**Extracted text**
****************************************
We always suggest to enable HW flow control to avoid data loss/fifo overrun for CPU/DMA mode.

If without HW flow control,  i suggest to use DMA mode that is better.  I will double test this case on fsl bsp today.

Regards,

Andy

0 Kudos
Reply

4,264 Views
marco_reppenhag
Contributor II

Hi Andy...

Let me ask you a question first:

Did you tried out asynchronous higher speed transfer (at least 230400 Baud, no HW/SW FlControl, async... full fire transfer) on any other UART than UART1 with any kind of i.MX6sx Board, any kind of Linux run on top?

If so and you do not get multiple RX-errors, let me know which it is or which BSP you are using making this possible.

I do not want to discuss about BSP stuff, because we use an own build environment, own rootfilesystem, bootloader,etc...

The similarity is the kernel, which provides the hardware abstraction. In my case: linux-yocto-3.19-3.19 (out of the yocto repository FSL told me) build with Ubuntu/Linaro 4.7.3-12ubuntu1 Toolchain out of the official LTS Ubuntu repository. (Also tried out 3.19.5 and earlier... ).

I did some experiments, stripped down the driver "imx.c" to it's rudamantary elements and found out: First stage copying from periphery into DDR memory (with, or without DMA)  take too long and exactly this is my problem which have to be solved... and... once again: This problem is located in the kernel driver of the DMA or IRQ path in the Kernel, or in the physics of the i.MX6sx...
****************************************
**Stored data**
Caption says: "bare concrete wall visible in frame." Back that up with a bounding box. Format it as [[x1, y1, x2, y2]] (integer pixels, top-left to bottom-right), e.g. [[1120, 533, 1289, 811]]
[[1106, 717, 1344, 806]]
****************************************
**Required actions**
1. Copy the UART forum thread from "Let me ask you" to "run on top?", changing "Board" to "platform".
2. Answer these questions about the UART forum thread:
(a) What kind of flow control does Andy always suggest enabling?
(b) Which kernel is named as the one in use?
(c) Which driver file was stripped down in the experiments?
The listing above comes from a separate source.

**Task-by-task solutions**
1.
Let me ask you a question first:

Did you tried out asynchronous higher speed transfer (at least 230400 Baud, no HW/SW FlControl, async... full fire transfer) on any other UART than UART1 with any kind of i.MX6sx platform, any kind of Linux run on top?

2.
(a) HW flow control
(b) linux-yocto-3.19-3.19
(c) "imx.c"